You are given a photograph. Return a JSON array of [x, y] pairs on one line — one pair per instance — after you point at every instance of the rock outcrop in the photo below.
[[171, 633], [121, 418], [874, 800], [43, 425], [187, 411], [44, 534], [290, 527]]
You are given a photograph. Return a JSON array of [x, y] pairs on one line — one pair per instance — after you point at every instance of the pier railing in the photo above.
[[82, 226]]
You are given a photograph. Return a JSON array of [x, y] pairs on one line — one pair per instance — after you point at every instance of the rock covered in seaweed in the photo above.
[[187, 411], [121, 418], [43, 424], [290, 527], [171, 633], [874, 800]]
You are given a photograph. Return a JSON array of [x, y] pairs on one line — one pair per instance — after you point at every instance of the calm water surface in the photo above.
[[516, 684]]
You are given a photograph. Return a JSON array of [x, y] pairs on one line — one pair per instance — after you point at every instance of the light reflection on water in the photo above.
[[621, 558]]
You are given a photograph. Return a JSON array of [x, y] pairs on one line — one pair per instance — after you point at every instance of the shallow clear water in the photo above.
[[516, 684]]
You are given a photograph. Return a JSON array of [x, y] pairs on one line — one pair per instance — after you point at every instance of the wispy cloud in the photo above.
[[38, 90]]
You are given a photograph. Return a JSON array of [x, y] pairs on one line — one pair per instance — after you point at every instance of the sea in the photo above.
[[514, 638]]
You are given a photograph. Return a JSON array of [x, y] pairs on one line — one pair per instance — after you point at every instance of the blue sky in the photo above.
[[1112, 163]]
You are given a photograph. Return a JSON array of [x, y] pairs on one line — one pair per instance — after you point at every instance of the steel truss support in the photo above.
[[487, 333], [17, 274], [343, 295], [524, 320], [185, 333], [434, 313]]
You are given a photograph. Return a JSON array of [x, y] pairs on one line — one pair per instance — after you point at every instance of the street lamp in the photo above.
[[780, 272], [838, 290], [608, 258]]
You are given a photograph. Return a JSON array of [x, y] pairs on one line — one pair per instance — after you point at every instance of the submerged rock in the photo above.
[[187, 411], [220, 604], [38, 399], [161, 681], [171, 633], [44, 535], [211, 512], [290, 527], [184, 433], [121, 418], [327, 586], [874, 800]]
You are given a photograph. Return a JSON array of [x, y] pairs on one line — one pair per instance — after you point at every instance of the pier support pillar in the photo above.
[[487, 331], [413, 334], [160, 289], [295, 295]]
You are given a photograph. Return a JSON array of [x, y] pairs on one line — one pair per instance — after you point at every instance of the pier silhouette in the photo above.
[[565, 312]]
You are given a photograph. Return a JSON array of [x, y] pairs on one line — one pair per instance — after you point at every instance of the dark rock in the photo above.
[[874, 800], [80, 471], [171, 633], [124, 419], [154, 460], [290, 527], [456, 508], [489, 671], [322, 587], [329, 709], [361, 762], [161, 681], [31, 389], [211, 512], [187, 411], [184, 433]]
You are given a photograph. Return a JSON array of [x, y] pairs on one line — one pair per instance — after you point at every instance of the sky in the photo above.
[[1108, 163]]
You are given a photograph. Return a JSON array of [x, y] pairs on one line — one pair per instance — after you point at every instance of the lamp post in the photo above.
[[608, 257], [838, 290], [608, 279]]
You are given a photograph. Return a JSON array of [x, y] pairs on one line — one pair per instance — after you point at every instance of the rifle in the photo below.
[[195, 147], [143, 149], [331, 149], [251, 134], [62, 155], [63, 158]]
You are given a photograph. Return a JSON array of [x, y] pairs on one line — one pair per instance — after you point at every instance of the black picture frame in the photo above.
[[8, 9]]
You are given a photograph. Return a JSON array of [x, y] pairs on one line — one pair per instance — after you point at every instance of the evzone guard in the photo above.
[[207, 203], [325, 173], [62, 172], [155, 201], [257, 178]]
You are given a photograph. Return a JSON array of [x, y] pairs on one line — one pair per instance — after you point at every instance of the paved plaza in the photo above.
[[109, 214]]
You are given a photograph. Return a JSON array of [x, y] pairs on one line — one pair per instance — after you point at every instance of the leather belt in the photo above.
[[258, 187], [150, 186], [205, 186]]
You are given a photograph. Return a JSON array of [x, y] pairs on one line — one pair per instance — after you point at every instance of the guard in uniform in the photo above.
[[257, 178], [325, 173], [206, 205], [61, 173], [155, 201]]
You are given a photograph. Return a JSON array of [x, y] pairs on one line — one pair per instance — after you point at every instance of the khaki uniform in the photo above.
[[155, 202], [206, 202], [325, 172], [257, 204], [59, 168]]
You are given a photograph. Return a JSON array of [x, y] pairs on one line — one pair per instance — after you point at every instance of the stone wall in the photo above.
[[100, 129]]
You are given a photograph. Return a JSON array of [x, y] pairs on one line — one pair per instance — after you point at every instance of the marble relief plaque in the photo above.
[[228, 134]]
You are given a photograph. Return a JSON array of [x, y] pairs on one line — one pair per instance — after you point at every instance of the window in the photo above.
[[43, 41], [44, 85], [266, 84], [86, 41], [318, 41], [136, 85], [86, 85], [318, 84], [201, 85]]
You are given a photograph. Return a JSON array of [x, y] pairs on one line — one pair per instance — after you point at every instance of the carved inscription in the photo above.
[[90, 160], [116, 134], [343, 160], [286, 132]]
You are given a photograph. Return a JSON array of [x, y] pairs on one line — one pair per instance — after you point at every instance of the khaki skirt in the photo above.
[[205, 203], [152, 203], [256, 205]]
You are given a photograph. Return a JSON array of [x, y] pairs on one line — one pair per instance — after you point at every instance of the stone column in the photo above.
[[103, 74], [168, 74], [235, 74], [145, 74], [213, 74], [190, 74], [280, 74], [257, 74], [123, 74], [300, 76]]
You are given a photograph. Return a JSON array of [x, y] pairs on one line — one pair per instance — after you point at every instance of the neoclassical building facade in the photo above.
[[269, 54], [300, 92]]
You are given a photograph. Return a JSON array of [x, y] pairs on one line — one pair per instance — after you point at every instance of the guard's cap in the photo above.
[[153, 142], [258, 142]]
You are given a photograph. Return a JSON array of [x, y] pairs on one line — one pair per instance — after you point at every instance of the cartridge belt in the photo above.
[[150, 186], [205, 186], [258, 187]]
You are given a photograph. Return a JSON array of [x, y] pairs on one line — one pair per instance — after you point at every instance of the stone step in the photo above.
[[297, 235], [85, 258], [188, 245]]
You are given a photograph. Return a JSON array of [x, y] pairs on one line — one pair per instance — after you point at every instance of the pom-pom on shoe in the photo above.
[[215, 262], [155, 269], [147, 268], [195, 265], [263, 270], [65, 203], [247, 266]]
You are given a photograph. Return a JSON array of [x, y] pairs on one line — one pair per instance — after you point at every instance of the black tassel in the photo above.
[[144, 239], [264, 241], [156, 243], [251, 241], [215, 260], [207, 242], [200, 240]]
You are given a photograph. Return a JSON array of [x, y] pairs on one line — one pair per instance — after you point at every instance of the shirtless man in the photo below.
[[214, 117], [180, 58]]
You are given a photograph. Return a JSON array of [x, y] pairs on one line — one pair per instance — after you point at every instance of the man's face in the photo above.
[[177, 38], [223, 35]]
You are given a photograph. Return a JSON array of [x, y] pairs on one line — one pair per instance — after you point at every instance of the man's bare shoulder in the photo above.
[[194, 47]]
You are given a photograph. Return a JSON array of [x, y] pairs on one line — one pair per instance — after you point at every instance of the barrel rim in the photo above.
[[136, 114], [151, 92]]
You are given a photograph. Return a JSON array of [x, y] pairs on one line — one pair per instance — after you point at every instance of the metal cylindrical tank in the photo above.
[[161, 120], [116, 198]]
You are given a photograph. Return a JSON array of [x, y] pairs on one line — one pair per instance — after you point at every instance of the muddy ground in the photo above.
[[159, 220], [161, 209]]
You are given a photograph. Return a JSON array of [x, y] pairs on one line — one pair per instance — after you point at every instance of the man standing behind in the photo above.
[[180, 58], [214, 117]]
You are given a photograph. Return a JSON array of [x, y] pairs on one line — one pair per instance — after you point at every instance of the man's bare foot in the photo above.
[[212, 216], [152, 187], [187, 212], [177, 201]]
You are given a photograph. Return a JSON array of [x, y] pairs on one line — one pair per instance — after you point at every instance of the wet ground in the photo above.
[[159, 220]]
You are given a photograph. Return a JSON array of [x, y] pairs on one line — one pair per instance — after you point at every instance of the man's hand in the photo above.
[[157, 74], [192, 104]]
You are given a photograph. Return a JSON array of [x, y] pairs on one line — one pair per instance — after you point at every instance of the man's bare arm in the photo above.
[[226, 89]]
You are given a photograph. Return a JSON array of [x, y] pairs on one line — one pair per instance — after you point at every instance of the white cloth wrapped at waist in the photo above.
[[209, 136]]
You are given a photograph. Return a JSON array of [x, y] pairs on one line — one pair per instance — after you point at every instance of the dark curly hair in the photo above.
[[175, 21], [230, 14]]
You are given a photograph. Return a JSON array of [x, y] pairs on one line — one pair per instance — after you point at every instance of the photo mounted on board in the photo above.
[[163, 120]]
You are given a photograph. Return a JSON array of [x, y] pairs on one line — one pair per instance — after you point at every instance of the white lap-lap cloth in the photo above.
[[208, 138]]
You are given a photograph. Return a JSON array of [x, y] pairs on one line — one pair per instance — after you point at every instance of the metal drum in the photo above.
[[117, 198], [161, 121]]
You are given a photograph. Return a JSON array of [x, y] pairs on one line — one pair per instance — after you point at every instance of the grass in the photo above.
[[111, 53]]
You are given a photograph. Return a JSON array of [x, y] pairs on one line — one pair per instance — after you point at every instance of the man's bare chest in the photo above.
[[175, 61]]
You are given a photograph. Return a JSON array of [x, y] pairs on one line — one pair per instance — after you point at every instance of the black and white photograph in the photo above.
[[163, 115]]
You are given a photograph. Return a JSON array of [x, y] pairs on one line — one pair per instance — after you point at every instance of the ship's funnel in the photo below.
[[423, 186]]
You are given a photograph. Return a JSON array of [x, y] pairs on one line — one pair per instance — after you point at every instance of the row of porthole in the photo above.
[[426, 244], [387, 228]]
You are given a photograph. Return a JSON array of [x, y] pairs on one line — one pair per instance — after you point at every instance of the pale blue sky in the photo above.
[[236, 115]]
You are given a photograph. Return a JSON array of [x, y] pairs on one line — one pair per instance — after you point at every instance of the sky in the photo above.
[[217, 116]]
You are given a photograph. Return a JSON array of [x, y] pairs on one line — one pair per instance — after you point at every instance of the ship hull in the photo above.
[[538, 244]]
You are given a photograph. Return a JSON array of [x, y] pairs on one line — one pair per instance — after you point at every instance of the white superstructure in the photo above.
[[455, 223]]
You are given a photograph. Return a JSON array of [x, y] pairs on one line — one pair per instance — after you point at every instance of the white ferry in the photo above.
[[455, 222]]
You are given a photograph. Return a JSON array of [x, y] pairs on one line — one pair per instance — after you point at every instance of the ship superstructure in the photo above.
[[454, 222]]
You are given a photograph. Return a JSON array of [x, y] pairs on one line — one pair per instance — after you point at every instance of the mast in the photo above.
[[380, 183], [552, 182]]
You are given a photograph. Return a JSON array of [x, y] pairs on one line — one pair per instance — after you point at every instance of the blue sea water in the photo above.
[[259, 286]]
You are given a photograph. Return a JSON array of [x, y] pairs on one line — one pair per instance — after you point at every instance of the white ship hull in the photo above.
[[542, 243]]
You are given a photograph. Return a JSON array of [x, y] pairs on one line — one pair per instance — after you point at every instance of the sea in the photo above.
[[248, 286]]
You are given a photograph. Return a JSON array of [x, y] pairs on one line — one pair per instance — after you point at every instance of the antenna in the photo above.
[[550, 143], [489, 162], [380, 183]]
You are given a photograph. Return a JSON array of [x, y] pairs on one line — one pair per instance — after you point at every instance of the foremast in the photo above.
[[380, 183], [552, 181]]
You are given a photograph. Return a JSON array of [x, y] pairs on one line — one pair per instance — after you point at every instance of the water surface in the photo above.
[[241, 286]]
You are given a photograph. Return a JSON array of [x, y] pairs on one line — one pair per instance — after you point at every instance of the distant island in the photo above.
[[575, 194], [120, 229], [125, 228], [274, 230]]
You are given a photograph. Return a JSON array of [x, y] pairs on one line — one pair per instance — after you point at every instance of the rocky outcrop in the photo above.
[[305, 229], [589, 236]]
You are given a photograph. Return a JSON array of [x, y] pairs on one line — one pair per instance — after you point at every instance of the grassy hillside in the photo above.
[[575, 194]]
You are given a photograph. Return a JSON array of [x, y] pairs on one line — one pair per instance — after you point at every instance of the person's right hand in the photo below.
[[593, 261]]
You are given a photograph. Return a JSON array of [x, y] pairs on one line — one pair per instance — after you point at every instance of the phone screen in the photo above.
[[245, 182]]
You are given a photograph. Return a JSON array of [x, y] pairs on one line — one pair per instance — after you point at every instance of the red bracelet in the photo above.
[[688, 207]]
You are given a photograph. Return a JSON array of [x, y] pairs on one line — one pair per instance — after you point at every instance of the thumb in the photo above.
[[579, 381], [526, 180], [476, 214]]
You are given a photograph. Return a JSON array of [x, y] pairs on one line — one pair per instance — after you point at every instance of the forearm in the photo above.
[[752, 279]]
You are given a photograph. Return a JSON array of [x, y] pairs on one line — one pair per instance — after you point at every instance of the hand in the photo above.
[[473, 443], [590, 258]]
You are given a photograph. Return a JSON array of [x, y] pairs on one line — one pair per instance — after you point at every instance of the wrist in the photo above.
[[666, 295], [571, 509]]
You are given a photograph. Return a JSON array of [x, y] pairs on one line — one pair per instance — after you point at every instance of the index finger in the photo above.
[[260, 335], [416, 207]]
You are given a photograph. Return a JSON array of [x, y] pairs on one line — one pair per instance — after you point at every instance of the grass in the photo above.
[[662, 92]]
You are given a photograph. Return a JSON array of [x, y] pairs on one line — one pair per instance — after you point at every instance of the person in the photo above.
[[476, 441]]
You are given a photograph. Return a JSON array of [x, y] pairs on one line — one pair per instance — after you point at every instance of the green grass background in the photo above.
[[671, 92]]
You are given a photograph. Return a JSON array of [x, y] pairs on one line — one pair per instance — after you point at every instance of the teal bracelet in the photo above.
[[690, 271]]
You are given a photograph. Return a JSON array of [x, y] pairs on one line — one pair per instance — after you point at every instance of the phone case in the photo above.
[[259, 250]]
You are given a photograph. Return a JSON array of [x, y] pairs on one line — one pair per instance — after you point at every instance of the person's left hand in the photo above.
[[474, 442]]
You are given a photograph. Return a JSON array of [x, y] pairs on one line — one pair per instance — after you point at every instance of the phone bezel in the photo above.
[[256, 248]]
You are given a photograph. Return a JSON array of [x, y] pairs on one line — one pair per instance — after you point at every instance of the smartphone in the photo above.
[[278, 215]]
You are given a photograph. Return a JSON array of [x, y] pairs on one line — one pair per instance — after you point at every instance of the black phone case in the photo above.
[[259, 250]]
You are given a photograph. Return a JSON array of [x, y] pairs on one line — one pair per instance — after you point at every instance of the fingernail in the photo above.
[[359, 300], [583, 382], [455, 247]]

____________________

## [Aim of the task]
Copy the part of the material that begins with the line containing "skirt in the photo above." and ends with the line containing "[[205, 203], [152, 203], [256, 205]]", both lines included, with every x and y coordinate in the answer increased by 46. Give back only those lines.

## [Solution for this problem]
You are given a photograph. Return a JSON array of [x, y] pairs on one line — one pair per instance — after you point at every instance of the khaki skirt in the photo above.
[[251, 249], [198, 249], [302, 251]]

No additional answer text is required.